• **Task**
Can you output everything in the forum posts from "Irene, I read" down to "go in swedish???", copied word for word?

Start of Reading passage

At this time, you and your husband need to talk and make palliative care decisions. For instance, if he gets another infection, will you treat with antibiotics? If he can’t eat and drink, will you hydrate and/or give tpn or something similar? There are different ways to go and YOU not the dr or nurse should make that difficult decision.
You will still have important cherishing moments with Butch–as well as hard and excruciating ones as well. I am thinking of you and if you have more questions, you can e-mail me privately and I can try to help. Best of luck and strength to you, Belle
There definitely are drugs to raise WBC, but is your mom’s RBC normal as well? Is it just the WBC? My sister needed to be transfused from time to time and never had chemo. The disease itself (the drs. said) plays havoc with the blood counts. Hope that helps some, Belle.
Lisa, I have to echo the responses that everyone else posted. My sister was never on chemo and was quite tired all the time. It was not consistent and sometimes she had more energy and sometimes, for a few days in a row, less. I think it has to do with the disease more than anything. Take care, eat well. We’re thinking of you, Belle
Sorry for all the pain that you and your family are experiencing. From my sister’s experience, once there’s all this metastasizing into the abdominal cavity, you have all this pressure and sometimes blockages in the stomach and the intestines. My sister did not eat 9 weeks(!!) before she passed away, just hydration and fluids (only sometimes and not at all for the last 2 weeks). At this point, you have to concentrate the most on pain relief and nausea control. And I agree, the down hill on this is so quick and very terrifiying. Be strong for your mom, Belle
Hi to you, Lina and sorry that you have had to make our acquaintance. My sister was treated in Memorial Sloan Kettering by Dr. Jarnagin. He is a surgeon. The oncologist we had met with is a Dr. Keilson. Both were really excellent and even though my sister’s liver was unresectable, they did everything possible to treat her. The main thing is to have insurance that they accept and be persistent in trying to get appointments and tests. Hope that helps, Belle.
Irene, I read your post and just felt so sad and sorry. I remember the day my sister’s resection was aborted and the frustration and disappointment that we felt. Be strong. Recover from this and then regroup. It was hard to do that refocusing; when you’re so programmed in one direction to redirect in another. We’ll be cheering you on and hoping to hear good things from you. Thinking of you, Belle
So how do you say go girl go in swedish???

End of Reading passage
Start of Data under study

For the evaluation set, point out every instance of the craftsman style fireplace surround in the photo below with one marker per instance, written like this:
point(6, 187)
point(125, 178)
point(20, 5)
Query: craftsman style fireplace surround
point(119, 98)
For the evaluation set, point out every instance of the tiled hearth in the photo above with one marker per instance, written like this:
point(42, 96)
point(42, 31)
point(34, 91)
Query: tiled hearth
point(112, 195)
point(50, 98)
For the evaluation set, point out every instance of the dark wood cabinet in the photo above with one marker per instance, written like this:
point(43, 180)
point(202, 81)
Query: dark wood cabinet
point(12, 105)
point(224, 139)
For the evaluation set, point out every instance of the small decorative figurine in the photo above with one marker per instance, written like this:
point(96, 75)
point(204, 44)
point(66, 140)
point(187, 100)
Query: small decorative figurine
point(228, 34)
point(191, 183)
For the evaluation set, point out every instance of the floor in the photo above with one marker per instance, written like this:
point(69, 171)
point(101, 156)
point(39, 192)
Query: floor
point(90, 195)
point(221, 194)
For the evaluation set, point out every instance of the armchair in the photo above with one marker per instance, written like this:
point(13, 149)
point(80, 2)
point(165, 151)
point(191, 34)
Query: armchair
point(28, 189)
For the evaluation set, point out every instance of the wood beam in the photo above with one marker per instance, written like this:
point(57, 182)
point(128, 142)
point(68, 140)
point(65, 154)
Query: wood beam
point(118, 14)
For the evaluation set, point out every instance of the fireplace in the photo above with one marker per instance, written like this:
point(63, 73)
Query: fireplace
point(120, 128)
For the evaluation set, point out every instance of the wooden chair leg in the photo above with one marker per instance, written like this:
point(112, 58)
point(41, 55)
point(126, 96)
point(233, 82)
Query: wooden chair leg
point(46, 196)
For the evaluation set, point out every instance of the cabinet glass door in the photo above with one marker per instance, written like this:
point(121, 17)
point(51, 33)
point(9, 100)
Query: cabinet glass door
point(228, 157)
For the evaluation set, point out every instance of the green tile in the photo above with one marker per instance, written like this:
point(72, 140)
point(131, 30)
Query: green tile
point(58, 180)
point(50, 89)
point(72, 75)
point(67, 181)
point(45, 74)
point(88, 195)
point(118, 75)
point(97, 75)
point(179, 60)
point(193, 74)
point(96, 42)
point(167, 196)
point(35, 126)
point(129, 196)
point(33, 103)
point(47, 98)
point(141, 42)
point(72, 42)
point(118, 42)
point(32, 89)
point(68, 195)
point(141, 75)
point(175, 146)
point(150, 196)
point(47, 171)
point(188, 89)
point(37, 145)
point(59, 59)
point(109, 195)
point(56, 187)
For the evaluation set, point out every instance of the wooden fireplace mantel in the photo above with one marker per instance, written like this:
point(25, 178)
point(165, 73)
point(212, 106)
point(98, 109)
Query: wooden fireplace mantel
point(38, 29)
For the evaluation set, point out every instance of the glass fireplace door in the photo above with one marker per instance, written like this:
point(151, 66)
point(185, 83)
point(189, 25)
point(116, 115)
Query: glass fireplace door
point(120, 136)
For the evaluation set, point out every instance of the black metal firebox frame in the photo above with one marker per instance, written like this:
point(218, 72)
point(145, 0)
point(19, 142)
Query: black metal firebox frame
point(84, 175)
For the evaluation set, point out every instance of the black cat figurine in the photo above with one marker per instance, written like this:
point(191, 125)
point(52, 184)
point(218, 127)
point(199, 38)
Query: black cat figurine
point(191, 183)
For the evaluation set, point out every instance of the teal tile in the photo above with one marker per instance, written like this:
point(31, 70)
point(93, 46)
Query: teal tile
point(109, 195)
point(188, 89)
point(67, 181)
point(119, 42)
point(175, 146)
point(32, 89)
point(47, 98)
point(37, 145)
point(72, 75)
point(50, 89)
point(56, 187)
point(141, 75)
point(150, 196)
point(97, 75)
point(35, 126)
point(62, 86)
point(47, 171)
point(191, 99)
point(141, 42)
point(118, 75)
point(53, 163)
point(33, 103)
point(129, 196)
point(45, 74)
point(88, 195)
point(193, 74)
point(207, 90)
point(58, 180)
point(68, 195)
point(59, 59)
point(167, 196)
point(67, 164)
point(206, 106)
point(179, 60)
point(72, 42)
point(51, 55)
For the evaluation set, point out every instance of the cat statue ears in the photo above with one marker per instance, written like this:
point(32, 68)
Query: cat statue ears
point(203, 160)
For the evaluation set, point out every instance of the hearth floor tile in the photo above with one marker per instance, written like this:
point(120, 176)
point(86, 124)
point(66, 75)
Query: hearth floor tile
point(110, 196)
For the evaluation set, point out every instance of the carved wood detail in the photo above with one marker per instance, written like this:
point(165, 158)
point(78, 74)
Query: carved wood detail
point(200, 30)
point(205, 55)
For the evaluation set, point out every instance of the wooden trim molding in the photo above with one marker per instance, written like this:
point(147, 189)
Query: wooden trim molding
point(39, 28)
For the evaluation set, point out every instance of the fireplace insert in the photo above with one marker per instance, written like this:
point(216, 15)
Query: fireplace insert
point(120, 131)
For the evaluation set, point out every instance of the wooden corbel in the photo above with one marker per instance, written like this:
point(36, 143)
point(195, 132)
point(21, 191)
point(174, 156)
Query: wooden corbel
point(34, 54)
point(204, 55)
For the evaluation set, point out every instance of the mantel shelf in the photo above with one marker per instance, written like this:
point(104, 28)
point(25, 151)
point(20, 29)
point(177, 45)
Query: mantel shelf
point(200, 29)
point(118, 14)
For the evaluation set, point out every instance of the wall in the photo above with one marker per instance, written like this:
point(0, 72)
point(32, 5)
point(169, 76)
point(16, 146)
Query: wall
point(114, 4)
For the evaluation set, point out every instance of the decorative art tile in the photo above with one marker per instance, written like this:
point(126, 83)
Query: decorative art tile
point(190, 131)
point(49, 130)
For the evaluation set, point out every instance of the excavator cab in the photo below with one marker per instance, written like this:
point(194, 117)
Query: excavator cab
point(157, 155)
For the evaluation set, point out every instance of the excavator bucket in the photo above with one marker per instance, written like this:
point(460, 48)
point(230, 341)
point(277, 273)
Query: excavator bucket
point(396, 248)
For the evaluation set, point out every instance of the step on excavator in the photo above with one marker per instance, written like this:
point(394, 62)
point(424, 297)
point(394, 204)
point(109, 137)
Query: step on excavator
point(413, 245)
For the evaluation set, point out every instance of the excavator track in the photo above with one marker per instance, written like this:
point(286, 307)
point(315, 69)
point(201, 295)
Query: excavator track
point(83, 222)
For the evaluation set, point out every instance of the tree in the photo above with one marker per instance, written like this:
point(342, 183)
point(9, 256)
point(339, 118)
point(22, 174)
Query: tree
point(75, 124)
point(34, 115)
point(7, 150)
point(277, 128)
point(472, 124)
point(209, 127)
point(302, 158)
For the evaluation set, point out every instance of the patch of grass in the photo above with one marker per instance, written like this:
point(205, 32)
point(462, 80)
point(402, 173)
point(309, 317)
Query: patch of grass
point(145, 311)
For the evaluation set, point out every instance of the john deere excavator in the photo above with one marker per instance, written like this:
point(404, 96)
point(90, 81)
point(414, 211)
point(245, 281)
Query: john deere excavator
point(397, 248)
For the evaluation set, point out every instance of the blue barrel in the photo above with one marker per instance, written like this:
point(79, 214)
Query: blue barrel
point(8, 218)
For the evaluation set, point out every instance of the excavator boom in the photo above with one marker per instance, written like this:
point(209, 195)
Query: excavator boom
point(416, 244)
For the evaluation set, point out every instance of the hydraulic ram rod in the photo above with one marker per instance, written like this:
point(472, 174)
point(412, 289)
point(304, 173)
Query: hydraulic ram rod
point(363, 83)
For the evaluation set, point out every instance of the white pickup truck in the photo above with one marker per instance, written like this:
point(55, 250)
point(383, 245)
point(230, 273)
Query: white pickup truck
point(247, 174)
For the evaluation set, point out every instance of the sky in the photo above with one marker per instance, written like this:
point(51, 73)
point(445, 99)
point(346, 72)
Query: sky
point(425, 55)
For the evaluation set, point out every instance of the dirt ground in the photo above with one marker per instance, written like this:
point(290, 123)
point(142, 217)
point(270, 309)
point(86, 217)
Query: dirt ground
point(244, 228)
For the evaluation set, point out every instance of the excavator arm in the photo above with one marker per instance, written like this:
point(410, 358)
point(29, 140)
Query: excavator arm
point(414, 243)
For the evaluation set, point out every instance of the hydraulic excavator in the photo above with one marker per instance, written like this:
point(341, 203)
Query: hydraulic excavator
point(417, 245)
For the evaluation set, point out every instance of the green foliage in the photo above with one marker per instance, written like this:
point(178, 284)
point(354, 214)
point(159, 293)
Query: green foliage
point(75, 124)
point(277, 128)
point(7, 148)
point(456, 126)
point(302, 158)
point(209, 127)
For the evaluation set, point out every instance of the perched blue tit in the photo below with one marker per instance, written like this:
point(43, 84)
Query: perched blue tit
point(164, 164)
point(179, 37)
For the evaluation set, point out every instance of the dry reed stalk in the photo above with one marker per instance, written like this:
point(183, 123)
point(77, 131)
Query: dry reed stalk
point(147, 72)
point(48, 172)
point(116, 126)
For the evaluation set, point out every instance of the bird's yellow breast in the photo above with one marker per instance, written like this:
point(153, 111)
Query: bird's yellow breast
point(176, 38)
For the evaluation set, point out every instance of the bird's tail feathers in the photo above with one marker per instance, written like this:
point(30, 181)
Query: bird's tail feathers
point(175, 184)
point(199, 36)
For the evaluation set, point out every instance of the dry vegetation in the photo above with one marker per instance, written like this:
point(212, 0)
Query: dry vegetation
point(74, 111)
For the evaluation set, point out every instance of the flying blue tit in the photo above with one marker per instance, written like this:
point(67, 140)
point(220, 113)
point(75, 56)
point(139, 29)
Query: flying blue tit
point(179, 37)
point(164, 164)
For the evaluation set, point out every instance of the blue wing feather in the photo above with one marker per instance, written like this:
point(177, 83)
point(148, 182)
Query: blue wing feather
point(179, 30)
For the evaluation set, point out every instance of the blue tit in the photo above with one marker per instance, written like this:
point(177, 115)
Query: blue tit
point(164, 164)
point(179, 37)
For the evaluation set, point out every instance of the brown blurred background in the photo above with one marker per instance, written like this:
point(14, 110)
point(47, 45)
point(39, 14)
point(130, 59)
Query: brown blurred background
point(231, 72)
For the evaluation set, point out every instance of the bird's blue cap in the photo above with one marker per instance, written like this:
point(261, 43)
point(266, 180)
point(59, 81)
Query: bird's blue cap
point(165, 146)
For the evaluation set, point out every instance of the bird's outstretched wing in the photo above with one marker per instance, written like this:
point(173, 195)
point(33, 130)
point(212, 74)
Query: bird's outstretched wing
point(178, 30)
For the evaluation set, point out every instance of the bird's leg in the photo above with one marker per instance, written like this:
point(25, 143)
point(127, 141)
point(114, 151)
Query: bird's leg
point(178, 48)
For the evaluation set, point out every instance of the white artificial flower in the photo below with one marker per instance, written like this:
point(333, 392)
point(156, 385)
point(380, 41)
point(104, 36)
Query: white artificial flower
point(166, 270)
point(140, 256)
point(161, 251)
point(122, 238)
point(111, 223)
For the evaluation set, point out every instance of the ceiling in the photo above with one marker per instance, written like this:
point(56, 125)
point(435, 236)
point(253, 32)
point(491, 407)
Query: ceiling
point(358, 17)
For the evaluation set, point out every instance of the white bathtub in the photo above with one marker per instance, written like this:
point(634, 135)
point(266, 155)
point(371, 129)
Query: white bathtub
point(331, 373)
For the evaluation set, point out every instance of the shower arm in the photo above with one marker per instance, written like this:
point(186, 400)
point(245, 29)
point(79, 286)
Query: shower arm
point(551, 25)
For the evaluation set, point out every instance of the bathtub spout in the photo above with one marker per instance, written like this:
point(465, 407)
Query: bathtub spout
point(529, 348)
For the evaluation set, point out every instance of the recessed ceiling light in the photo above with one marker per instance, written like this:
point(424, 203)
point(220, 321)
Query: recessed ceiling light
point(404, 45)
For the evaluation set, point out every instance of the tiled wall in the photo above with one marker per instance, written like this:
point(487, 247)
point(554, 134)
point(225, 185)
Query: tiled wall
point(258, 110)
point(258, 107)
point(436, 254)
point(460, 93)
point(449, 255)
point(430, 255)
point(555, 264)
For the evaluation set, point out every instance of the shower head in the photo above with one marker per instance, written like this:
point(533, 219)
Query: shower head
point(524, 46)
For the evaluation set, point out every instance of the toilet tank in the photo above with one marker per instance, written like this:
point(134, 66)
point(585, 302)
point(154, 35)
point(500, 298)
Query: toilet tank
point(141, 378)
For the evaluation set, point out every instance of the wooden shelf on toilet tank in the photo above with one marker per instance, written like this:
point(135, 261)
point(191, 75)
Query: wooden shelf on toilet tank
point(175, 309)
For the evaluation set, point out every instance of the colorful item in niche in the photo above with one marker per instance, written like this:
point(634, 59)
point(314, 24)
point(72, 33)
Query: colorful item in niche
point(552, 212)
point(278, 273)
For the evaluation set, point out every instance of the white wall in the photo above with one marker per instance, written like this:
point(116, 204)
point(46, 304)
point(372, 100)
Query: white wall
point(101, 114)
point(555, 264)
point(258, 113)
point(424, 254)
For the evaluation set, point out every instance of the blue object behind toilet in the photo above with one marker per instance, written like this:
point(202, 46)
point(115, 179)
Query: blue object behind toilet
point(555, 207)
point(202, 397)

End of Data under study

• **Written response**
Irene, I read your post and just felt so sad and sorry. I remember the day my sister’s resection was aborted and the frustration and disappointment that we felt. Be strong. Recover from this and then regroup. It was hard to do that refocusing; when you’re so programmed in one direction to redirect in another. We’ll be cheering you on and hoping to hear good things from you. Thinking of you, Belle
So how do you say go girl go in swedish???